▸ **Materials provided**:
-*-

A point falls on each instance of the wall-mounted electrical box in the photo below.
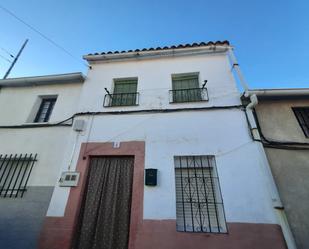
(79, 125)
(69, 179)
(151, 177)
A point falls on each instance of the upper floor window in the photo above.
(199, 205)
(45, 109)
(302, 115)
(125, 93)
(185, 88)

-*-

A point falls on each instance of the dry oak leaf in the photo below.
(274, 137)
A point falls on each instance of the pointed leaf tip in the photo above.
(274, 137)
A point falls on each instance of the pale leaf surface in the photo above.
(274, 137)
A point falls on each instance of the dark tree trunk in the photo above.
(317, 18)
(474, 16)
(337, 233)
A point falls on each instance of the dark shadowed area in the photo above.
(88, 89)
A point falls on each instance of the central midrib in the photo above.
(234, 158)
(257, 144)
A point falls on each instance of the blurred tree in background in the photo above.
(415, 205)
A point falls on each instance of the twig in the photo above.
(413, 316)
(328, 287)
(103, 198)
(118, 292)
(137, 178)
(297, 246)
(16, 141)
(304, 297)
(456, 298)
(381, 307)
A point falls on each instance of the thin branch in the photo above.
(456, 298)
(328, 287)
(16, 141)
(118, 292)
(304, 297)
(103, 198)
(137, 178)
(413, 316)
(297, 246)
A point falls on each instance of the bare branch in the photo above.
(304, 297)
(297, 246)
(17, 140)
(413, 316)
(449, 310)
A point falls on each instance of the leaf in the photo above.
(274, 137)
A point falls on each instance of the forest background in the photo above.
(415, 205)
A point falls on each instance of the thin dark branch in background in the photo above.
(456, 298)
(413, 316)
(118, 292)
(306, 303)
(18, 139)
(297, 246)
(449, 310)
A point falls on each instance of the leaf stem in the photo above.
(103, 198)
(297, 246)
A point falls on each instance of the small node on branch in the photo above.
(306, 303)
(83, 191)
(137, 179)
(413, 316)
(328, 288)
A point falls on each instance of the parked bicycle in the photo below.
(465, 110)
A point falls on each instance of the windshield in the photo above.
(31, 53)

-*-

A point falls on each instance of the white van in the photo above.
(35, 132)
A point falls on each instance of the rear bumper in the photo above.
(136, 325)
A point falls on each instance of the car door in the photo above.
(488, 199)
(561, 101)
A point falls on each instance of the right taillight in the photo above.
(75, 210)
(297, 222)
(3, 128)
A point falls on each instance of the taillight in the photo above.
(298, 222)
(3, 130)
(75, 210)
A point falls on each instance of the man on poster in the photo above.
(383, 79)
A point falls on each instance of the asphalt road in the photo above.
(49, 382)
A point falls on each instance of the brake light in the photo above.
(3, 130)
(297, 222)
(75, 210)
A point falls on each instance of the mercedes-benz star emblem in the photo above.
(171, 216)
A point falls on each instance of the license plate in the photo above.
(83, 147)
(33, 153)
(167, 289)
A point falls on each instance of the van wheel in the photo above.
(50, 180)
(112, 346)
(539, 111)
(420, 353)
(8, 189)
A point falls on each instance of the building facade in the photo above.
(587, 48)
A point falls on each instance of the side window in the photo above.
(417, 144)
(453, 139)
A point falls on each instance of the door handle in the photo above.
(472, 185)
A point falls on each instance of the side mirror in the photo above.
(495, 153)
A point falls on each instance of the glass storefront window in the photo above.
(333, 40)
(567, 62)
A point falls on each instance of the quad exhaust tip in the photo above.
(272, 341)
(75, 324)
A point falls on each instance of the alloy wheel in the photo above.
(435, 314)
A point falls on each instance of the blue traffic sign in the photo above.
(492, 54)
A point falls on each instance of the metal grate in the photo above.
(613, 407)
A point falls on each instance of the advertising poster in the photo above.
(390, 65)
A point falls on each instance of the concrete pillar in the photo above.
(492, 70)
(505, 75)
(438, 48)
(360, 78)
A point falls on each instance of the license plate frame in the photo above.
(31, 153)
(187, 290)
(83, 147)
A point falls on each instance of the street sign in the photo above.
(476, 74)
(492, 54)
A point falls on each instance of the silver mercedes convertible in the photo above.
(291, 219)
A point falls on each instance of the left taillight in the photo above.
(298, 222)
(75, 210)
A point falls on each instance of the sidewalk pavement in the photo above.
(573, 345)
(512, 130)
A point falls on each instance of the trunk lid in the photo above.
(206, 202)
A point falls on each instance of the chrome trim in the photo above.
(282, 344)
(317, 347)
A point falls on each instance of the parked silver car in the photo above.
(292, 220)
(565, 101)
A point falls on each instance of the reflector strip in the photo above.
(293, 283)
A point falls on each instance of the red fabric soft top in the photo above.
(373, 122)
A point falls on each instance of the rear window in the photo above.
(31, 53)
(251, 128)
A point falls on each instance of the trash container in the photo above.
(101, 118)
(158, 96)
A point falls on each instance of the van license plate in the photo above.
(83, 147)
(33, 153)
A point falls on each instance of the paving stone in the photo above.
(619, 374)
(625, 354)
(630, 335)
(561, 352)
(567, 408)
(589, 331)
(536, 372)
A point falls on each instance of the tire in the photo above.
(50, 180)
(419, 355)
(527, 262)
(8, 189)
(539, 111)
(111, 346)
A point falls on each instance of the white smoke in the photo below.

-*-

▸ **Set problem**: Rewrite the items starting with the line containing "A point falls on each instance of the tire" and continuing through the line containing "A point falls on each instance of the white smoke", replacing "tire" with "wheel" and leaving everything else unchanged.

▸ **Task response**:
A point falls on each instance of the wheel in the photo above.
(50, 180)
(419, 355)
(527, 262)
(8, 189)
(539, 111)
(111, 346)
A point falls on each instance of the white smoke in the photo below.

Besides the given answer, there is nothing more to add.